> [Work to complete] Wherever a line holds the word "white", copy that line from the data.

> [Provided material]
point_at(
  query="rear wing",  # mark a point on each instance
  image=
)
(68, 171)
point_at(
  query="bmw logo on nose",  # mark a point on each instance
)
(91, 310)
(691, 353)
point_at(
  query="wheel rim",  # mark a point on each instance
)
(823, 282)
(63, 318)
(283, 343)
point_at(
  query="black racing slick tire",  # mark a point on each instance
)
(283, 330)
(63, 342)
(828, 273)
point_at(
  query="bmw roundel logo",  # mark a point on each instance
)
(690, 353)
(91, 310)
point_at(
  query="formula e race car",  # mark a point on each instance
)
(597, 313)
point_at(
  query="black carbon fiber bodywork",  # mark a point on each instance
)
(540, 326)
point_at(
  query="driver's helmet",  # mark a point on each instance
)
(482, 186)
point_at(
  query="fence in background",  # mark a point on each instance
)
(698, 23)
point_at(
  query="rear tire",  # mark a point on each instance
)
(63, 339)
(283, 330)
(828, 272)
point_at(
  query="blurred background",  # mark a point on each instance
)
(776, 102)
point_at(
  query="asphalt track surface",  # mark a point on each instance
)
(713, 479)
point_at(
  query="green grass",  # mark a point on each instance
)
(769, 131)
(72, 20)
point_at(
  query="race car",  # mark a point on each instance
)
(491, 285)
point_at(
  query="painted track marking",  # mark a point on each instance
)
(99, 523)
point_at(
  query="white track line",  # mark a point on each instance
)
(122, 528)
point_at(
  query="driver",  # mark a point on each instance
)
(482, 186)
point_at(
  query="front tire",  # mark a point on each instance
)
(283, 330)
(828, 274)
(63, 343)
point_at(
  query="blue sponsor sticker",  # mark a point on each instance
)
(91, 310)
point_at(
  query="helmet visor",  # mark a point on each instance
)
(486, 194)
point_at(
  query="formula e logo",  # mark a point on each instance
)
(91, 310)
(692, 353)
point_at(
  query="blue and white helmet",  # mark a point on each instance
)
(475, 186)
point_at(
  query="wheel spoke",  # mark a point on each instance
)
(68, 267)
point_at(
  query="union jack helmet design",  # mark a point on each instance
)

> [Solution for this problem]
  query="white track line",  # mark a point on each instance
  query="blue and white helmet",  # mark a point on each instance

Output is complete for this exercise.